─── Supplied entries ───

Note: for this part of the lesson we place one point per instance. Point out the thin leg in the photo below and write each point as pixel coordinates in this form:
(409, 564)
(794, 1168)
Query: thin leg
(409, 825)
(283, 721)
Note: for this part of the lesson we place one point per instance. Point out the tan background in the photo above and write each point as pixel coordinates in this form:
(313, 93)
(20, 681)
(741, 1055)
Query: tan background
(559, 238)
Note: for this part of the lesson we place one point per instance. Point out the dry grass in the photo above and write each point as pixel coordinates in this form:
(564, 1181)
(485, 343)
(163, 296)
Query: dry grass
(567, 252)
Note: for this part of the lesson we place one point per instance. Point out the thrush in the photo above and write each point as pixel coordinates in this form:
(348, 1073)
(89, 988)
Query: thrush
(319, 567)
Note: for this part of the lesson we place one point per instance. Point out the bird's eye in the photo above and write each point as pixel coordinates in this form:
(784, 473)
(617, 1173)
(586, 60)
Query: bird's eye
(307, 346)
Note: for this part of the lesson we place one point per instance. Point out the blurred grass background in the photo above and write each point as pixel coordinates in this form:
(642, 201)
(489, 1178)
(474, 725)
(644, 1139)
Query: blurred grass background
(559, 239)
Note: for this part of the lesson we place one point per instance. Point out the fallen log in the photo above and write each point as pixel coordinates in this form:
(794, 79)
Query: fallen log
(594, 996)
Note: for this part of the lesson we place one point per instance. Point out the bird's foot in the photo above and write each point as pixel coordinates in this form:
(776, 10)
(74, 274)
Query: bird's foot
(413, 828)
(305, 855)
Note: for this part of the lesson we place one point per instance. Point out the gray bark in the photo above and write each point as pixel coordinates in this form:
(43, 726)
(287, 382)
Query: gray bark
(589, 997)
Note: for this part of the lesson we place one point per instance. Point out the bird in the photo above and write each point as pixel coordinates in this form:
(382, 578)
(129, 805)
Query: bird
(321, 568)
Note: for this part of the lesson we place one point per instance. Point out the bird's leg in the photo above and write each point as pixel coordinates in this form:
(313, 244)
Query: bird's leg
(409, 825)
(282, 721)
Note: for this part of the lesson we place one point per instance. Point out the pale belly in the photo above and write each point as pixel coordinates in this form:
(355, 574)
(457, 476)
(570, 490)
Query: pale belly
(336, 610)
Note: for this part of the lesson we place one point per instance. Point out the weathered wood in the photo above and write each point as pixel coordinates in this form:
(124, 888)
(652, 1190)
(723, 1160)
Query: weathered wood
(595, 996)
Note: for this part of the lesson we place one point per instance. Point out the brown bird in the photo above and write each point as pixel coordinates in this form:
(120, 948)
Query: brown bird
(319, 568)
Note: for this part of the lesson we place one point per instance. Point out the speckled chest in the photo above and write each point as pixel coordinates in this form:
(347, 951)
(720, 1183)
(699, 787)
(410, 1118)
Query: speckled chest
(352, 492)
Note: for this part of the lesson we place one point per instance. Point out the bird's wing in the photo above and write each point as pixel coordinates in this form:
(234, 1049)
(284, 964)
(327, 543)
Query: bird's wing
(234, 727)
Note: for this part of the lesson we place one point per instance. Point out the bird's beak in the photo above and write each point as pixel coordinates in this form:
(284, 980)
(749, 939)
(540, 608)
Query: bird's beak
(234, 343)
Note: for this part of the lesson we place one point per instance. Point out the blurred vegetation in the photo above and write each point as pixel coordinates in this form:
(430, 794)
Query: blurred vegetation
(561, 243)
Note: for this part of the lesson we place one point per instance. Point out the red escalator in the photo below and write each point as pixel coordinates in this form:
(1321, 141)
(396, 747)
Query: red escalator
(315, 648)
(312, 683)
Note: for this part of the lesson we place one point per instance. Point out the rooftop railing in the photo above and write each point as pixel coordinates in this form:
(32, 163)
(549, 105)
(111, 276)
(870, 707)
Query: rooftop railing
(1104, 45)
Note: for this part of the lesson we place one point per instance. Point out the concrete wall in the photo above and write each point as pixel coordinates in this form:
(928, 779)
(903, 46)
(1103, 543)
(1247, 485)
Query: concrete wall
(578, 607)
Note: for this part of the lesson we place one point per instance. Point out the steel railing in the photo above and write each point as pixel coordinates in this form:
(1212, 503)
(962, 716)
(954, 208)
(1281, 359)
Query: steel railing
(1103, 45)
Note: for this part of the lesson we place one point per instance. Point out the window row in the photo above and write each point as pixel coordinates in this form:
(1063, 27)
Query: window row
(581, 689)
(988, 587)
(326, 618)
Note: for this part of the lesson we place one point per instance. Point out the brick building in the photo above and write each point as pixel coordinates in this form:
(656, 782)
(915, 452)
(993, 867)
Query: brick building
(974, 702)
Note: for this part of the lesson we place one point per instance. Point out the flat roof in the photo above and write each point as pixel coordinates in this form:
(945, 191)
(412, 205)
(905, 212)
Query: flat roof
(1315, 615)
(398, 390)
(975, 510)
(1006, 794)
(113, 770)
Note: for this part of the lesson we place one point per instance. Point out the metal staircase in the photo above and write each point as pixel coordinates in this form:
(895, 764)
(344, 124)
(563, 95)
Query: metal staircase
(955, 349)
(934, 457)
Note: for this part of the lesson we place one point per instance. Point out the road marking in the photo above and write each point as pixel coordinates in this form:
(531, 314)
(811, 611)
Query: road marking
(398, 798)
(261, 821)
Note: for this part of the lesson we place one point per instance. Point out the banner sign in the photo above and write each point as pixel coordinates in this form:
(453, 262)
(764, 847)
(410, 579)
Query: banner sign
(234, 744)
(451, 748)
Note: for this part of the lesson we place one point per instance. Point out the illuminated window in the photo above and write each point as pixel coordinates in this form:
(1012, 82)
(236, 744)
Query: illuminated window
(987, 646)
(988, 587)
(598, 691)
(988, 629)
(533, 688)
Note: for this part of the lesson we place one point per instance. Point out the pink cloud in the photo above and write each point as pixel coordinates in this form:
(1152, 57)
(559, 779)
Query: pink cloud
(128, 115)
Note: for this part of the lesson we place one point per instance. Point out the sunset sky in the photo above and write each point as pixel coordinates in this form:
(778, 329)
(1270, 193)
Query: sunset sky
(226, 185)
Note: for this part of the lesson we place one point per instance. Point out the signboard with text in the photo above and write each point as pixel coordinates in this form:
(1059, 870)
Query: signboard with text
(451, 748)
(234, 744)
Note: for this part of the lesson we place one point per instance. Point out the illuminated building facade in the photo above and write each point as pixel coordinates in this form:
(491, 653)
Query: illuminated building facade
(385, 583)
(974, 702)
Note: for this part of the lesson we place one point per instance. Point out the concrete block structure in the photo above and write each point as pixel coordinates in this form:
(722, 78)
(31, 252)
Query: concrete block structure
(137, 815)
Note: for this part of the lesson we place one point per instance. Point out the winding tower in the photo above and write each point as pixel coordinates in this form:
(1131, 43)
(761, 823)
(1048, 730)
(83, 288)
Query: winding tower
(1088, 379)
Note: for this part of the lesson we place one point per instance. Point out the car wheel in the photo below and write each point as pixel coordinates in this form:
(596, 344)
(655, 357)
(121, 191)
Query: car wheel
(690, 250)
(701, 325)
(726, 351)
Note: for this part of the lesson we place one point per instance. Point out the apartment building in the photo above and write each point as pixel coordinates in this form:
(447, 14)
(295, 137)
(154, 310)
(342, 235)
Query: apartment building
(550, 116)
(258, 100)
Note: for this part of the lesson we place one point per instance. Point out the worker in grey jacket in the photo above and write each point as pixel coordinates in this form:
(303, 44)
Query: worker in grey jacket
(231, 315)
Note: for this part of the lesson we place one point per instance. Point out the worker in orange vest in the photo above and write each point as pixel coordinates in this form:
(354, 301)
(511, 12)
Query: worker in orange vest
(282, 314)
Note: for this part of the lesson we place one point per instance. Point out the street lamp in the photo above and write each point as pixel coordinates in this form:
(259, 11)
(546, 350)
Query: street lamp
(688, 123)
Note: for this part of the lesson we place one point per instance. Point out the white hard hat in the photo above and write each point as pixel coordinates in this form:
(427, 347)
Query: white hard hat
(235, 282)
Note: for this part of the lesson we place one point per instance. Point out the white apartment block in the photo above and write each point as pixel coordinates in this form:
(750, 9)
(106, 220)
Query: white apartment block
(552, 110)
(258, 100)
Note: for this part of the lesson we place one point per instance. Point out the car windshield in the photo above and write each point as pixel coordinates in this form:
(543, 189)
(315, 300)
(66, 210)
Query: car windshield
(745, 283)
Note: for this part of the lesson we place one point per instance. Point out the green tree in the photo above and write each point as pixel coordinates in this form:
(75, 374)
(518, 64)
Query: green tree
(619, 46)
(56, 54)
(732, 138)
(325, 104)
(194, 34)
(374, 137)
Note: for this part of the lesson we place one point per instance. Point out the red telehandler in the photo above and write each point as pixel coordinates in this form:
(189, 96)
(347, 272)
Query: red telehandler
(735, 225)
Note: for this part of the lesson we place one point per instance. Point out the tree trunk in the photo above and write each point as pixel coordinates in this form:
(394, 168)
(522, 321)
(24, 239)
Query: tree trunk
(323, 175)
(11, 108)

───

--- What this task involves ---
Reproduce the material word for word, beginning at the line that contains "out the signboard" and ending after the line that contains "(1088, 379)".

--- Full output ---
Note: for this part of the lesson we place one point per instance. Point out the signboard with text in the photo above and write each point as pixel coordinates in this form:
(1059, 870)
Query: signboard with text
(451, 748)
(234, 744)
Note: for this part of the lesson we place one point per instance. Point out the illuminated building facade in the photo above and write each point as pixel coordinates in this form:
(491, 653)
Query: illuminated building facade
(385, 583)
(974, 702)
Note: for this part of the lesson we place one point per instance. Point out the concrete block structure in the photo above and write each point as pixel coordinates in this form:
(722, 78)
(31, 252)
Query: concrete block structure
(137, 815)
Note: for this part of the lesson we place one point per instance. Point out the winding tower in the photo above and write each point as pixel coordinates in this form:
(1131, 43)
(761, 823)
(1048, 730)
(83, 288)
Query: winding tower
(1088, 379)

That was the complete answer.